— START Text to read —
Ladder Site Online...

Angry Andersen · September 10th, 2008, 12:04 pm

Wintermute wrote:
Angry Andersen wrote:k=40*exp(-N/100), where N is the total number of games played...
The function starts at k=40 for a player's first game and then decreases smoothly to a value of ~15 after 100 games played and ~5 after 200 games. So after 200 games, the rating of the player will only change at 1/8th of the speed that it did for the first games.
Maybe the k-values should have some absolute lower limit C, in which the general shape of the formula would become k=A*exp(-N/B)+C

Implementing different systems in parallel, as suggested by eyerouge, would be brilliant for testing purposes!
— END Text to read —
(Required tasks)
[a] In the forum post above, condense the paragraph beginning "The function starts at k=40" into a short bulleted list that keeps its main facts.
[b] Answer these questions from the forum post above:
(i) What does N stand for in the formula for k?
(ii) If k were given an absolute lower limit C, what general shape would the formula take?
(iii) Who suggested implementing different systems in parallel?
— START Provided data —
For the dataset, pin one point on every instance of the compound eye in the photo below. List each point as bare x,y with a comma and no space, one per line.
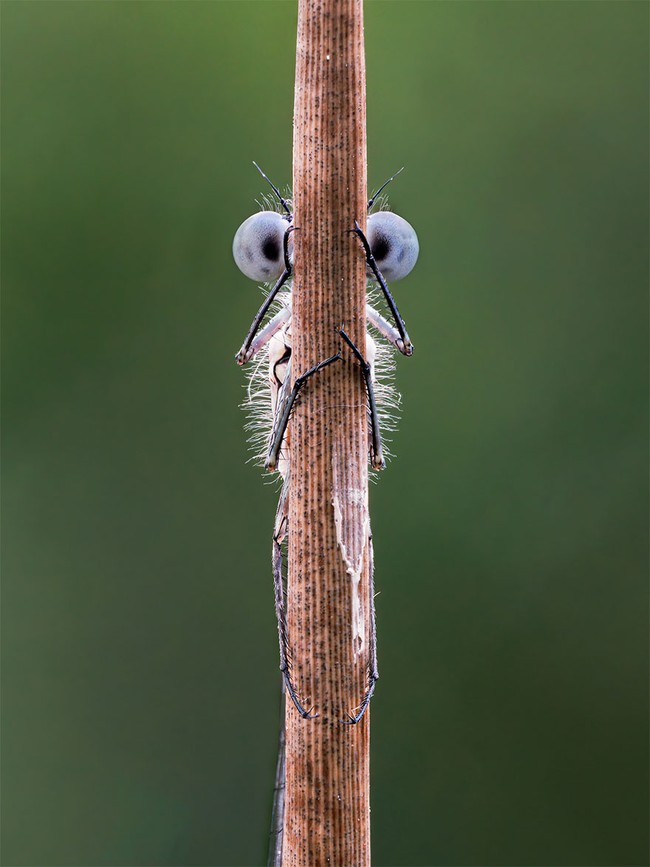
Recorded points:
394,244
258,246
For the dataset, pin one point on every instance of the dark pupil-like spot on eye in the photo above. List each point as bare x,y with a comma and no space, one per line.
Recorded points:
381,247
271,248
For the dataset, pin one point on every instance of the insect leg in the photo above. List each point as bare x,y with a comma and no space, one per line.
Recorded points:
373,671
279,534
244,353
285,408
383,326
274,325
404,343
377,455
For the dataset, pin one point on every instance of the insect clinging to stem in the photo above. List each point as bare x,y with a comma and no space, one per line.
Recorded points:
263,251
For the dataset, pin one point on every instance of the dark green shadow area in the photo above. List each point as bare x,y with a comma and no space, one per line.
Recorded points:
139,650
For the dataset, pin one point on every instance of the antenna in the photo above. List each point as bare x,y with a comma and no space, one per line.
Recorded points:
283,201
371,201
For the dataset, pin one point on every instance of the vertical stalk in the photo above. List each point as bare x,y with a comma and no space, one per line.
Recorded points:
327,807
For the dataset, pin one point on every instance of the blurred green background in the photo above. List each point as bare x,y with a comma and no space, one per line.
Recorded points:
140,682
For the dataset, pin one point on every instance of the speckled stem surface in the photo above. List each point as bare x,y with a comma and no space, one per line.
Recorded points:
327,808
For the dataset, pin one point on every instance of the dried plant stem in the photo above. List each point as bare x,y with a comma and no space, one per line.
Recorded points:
327,811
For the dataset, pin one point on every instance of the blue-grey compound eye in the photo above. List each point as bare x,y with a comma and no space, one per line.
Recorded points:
258,246
394,244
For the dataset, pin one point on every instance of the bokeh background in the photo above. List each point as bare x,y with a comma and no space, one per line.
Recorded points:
140,683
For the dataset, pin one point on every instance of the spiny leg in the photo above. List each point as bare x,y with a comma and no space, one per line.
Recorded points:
404,344
245,352
377,455
373,671
279,534
285,411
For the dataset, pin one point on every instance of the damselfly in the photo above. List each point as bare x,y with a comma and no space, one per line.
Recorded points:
263,250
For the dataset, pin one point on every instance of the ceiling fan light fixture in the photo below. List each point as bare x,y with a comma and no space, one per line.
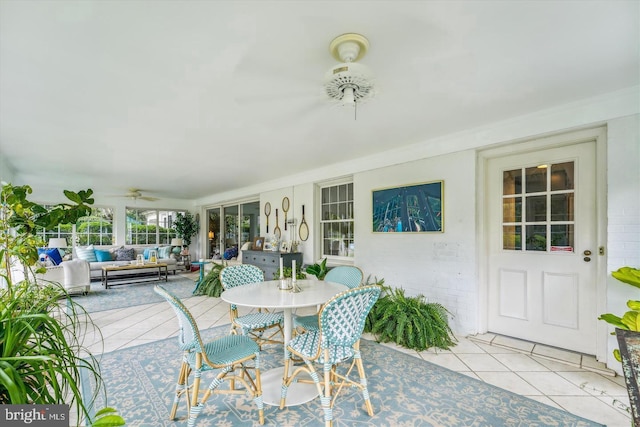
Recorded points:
349,82
348,99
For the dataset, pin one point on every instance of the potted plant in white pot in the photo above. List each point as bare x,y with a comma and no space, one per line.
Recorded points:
185,226
40,344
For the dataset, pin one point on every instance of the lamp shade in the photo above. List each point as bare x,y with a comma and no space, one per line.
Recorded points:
58,242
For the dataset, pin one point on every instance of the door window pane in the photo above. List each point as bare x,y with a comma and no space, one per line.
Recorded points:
552,204
562,207
536,208
512,209
536,179
536,237
231,227
562,236
562,176
214,227
512,182
512,237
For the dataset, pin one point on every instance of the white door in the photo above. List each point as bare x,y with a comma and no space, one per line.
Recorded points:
542,246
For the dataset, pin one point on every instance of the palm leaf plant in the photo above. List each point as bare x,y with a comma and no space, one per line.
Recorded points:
631,319
211,284
411,322
41,334
319,270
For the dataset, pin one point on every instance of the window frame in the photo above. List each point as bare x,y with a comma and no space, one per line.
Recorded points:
342,205
161,235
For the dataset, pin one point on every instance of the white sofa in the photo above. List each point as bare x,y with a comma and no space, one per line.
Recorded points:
73,275
95,267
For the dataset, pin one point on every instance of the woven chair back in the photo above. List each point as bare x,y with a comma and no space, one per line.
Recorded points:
346,275
188,334
342,318
238,275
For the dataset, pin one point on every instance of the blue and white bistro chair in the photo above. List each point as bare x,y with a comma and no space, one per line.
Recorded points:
337,341
347,275
263,326
225,356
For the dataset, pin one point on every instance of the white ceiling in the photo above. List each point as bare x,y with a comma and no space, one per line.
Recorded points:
186,99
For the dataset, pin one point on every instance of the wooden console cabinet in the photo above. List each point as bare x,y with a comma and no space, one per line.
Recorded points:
269,262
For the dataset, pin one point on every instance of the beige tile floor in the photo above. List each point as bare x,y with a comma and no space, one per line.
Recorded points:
573,382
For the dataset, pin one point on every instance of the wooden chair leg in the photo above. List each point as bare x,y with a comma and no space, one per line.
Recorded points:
326,398
363,383
181,388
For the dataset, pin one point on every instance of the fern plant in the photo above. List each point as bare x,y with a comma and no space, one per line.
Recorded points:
411,322
211,284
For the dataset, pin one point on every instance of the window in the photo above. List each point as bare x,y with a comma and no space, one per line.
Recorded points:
150,226
336,221
538,208
96,229
64,231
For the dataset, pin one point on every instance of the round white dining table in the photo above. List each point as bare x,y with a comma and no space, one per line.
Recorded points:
312,292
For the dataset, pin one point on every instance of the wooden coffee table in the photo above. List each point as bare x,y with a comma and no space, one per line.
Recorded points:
134,273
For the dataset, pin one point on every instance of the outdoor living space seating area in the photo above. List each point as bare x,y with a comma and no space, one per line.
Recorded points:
568,381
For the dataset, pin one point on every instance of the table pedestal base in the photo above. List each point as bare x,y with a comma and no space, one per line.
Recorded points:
297,394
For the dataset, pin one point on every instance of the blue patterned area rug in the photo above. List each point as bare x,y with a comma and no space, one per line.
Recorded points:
128,295
405,391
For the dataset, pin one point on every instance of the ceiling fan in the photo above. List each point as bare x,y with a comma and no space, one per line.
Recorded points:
349,83
136,193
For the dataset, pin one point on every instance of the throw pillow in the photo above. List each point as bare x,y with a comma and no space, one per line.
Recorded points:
52,253
230,253
164,252
88,254
102,256
147,251
124,254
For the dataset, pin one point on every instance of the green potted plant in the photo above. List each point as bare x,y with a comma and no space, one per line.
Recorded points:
631,319
318,270
211,284
41,344
185,226
411,322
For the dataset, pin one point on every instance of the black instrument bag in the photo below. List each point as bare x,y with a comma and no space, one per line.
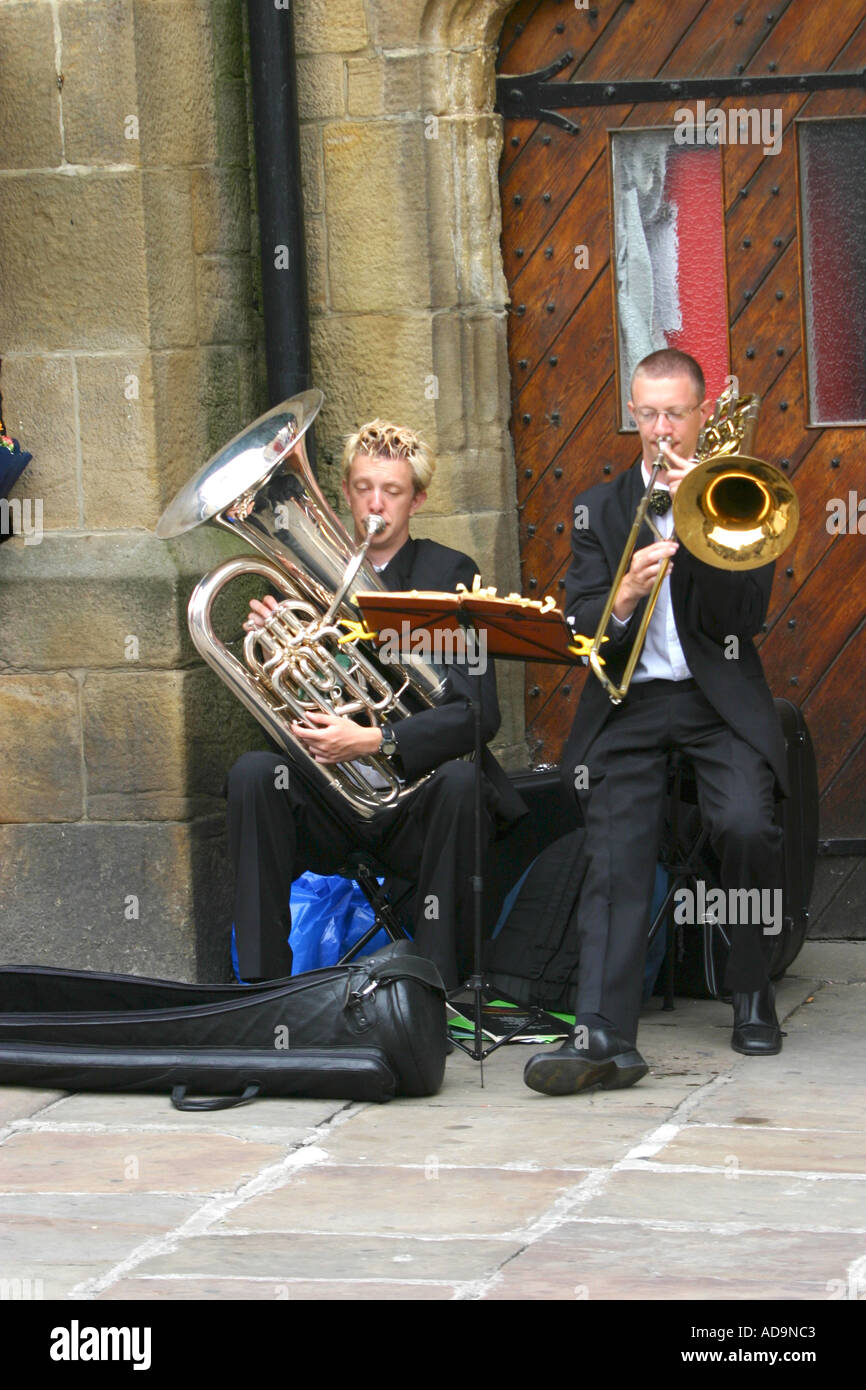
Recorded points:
367,1032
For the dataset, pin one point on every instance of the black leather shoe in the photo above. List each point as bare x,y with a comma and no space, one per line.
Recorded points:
756,1032
603,1059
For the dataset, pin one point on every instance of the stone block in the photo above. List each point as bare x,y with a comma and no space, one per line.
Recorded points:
220,203
227,22
321,27
369,366
171,264
384,85
224,299
469,481
198,409
471,79
99,93
136,898
398,24
177,84
41,748
74,602
316,235
366,86
77,278
118,448
159,744
39,405
320,86
377,214
312,170
29,100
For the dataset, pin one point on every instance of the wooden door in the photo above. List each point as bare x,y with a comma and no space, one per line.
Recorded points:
637,66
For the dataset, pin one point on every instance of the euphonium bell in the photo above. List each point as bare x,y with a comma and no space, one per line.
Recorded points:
262,488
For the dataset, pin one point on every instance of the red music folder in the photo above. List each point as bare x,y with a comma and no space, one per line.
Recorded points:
528,630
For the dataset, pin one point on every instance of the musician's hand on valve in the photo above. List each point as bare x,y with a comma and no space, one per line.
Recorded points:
677,467
260,612
337,740
641,576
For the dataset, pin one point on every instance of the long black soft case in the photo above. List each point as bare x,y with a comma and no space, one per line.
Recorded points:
534,957
360,1032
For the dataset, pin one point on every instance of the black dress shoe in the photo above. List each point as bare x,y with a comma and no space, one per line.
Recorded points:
591,1057
756,1032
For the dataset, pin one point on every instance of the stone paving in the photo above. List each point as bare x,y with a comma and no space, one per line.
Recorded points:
719,1176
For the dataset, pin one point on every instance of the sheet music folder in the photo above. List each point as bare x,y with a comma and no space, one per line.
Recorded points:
515,628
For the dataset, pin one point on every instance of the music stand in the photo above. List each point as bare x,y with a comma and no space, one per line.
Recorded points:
510,628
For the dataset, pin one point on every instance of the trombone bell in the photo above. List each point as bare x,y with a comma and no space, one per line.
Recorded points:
736,513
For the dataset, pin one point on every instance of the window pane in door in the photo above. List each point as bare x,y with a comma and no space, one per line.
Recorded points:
669,250
833,220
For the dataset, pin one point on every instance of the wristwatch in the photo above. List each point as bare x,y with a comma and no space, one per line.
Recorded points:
389,745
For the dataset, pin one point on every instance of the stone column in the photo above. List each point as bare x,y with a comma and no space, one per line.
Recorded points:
131,344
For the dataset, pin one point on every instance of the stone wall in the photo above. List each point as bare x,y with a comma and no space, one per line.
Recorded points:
131,346
131,338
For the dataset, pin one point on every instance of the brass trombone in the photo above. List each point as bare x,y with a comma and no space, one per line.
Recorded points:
731,512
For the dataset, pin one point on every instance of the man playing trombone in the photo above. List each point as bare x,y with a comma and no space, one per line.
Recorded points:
699,688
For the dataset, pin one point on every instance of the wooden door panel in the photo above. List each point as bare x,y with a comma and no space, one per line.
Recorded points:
562,344
585,345
836,716
841,802
824,613
556,285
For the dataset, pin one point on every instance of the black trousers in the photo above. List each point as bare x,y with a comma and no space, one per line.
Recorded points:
623,812
278,831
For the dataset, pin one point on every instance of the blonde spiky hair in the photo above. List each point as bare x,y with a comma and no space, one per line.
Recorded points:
382,439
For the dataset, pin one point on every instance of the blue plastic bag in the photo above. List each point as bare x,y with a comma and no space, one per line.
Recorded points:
330,913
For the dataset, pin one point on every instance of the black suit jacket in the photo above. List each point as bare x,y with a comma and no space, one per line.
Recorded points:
448,730
709,608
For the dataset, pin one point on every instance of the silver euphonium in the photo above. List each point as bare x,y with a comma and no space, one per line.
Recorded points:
262,488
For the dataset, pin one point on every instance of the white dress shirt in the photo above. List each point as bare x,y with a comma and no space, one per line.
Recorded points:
662,656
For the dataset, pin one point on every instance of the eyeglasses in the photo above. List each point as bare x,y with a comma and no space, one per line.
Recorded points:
648,416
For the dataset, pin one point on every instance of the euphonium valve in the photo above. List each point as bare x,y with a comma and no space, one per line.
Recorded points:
303,658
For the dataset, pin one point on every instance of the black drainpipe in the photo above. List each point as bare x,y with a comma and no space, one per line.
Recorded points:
284,262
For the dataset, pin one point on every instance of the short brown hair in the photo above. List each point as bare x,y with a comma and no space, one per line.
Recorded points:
670,362
382,439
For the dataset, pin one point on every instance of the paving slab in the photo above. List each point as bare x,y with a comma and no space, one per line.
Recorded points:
282,1121
837,1203
786,1101
584,1260
498,1136
288,1255
271,1290
723,1146
135,1161
66,1240
17,1102
430,1201
480,1191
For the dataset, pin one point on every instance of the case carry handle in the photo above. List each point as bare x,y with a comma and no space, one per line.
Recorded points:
— END Provided data —
(Results)
[a]
- k is 40 for a player's first game.
- It falls smoothly to about 15 after 100 games and about 5 after 200 games.
- After 200 games, a player's rating changes at only 1/8th the speed of the first games.

[b]
(i) The total number of games played.
(ii) k=A*exp(-N/B)+C
(iii) eyerouge